#### [Kurze Aufgabe 1]
Welche Nachteile im Berufsleben nennt der Text über Inklusion im Betrieb in dem Absatz, der mit „Wer in Deutschland“ beginnt, für Menschen mit Behinderungen? Zähl sie alle auf.
#### [Kurze Aufgabe 2]
Fass den Text über Inklusion im Betrieb in zwei Sätzen zusammen.
#### [Kurze Aufgabe 3]
Schreib den Text über Inklusion im Betrieb im Anschluss an seinen letzten Satz weiter.

BW 10/2021 - Fachkräfte

Von Vielfalt profitieren

Menschen mit Behinderungen sind weitestgehend vom Arbeitsmarkt ausgeschlossen. Dabei kann Inklusion gelingen, wenn Betriebe das Thema gezielt angehen
Wer in Deutschland mit einer Behinderung lebt, ist automatisch mit schlechteren Berufschancen konfrontiert. Menschen mit und ohne Behinderungen lernen und arbeiten nicht gemeinsam und wissen deshalb wenig voneinander. Nur 30 Prozent der Menschen mit Behinderungen gelangen auf den allgemeinen Arbeitsmarkt. Sie sind häufiger und länger arbeitslos als nicht behinderte Menschen.
Dabei haben Menschen mit Behinderungen Fähigkeiten, die sie in den verschiedensten Berufen einbringen können. In jedem Betrieb gibt es Tätigkeiten, die Menschen mit Behinderungen ausüben können. Ihre Kompetenzen sind so vielfältig wie sie selbst. Setzt ein Betrieb konsequent Inklusion um, tut er nicht nur etwas für mehr Gerechtigkeit in der Welt, sondern auch für das Unternehmen selbst. Denn der Betrieb profitiert von vielfältigen Menschen und nutzt zusätzliche Ressourcen, um zum Beispiel Fachkräfte zu gewinnen. Aber wie?

#### [Gespeicherte Zeilen]
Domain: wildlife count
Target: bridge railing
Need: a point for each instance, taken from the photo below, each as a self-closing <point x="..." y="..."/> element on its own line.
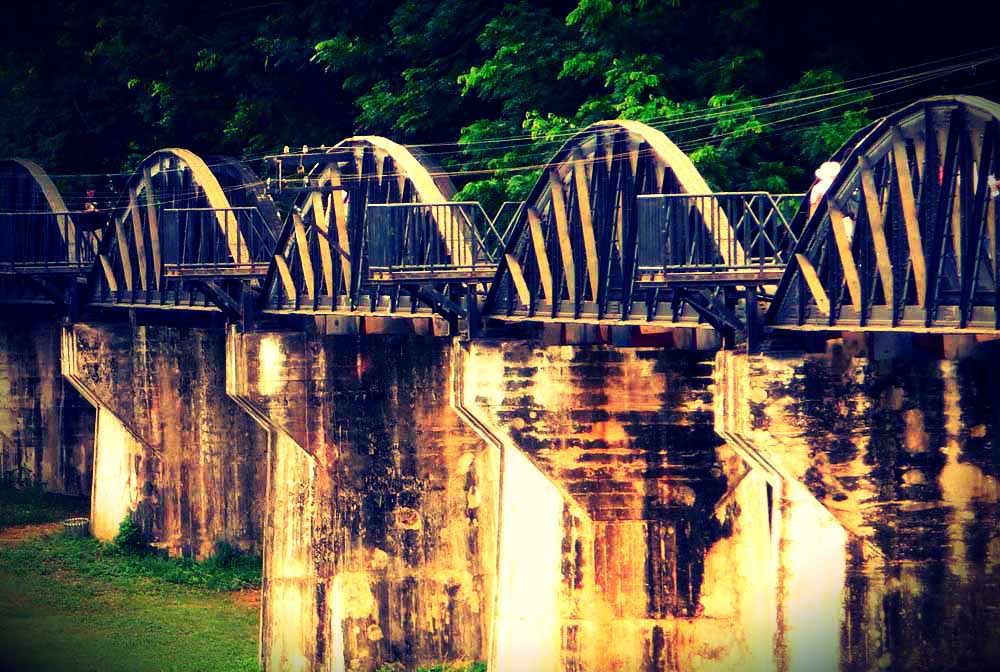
<point x="197" y="241"/>
<point x="432" y="238"/>
<point x="45" y="242"/>
<point x="714" y="233"/>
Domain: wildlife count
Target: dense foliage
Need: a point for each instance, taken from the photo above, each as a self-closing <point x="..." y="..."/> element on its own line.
<point x="757" y="91"/>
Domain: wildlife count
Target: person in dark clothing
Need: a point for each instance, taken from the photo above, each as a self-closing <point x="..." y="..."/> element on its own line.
<point x="93" y="217"/>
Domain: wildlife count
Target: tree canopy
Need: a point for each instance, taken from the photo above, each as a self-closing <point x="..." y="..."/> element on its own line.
<point x="757" y="92"/>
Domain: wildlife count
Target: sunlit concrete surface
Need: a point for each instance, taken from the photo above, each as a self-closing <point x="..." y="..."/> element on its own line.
<point x="381" y="501"/>
<point x="196" y="460"/>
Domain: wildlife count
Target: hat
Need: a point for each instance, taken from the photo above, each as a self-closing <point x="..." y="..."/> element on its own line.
<point x="828" y="170"/>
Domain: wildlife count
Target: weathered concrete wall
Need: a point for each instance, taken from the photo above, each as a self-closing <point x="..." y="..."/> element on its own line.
<point x="904" y="453"/>
<point x="46" y="427"/>
<point x="190" y="462"/>
<point x="381" y="507"/>
<point x="631" y="538"/>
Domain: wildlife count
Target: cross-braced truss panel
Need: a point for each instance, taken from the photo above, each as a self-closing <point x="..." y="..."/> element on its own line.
<point x="905" y="238"/>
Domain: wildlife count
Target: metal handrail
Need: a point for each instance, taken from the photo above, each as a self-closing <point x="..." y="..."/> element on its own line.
<point x="700" y="232"/>
<point x="198" y="237"/>
<point x="46" y="240"/>
<point x="430" y="236"/>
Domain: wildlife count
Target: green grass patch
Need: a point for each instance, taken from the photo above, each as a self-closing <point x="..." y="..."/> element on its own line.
<point x="29" y="506"/>
<point x="76" y="604"/>
<point x="88" y="557"/>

#### [Antwort 1]
- schlechtere Berufschancen
- nur 30 Prozent gelangen auf den allgemeinen Arbeitsmarkt
- sie sind häufiger arbeitslos als nicht behinderte Menschen
- sie sind länger arbeitslos als nicht behinderte Menschen

#### [Antwort 2]
Menschen mit Behinderungen haben in Deutschland schlechtere Berufschancen: Nur 30 Prozent gelangen auf den allgemeinen Arbeitsmarkt, und sie sind häufiger und länger arbeitslos. Dabei bringen sie vielfältige Fähigkeiten mit, und ein Betrieb, der konsequent Inklusion umsetzt, profitiert selbst davon, zum Beispiel bei der Gewinnung von Fachkräften.

#### [Antwort 3]
Mit Initiativen vernetzen

Viele Unternehmensvertreter wissen nicht, wie und wo sie behinderte Menschen finden können. Menschen mit Behinderungen suchen auf allen gängigen Jobplattformen, aber auch spezielle Plattformen wie myability.jobs bieten eine Möglichkeit, gezielt behinderte Bewerber zu finden. Wichtig ist es, Jobs auf barrierefreien Plattformen zu veröffentlichen und dass die eigene Job-Page zugänglich ist und PDFs in einem barrierefreien Format sind. Es lohnt sich, sich zudem mit Initiativen und Projekten zu vernetzen, die Menschen mit Behinderung konkret dabei unterstützen, inklusiv auf dem allgemeinen Arbeitsmarkt zu arbeiten.
Besonders wichtig für Menschen mit Behinderung ist die Barrierefreiheit eines Betriebs. Eine konkrete Ansprechperson, die für Fragen zu Inklusion und Barrierefreiheit zur Verfügung steht und Bewerber bei Schwierigkeiten unterstützt, stärkt den Eindruck, dass behinderte Menschen erwünscht sind. Denn viele behinderte Menschen ziehen Stellenausschreibungen für sich nicht in Betracht, weil Menschen mit Behinderung nicht explizit erwähnt werden.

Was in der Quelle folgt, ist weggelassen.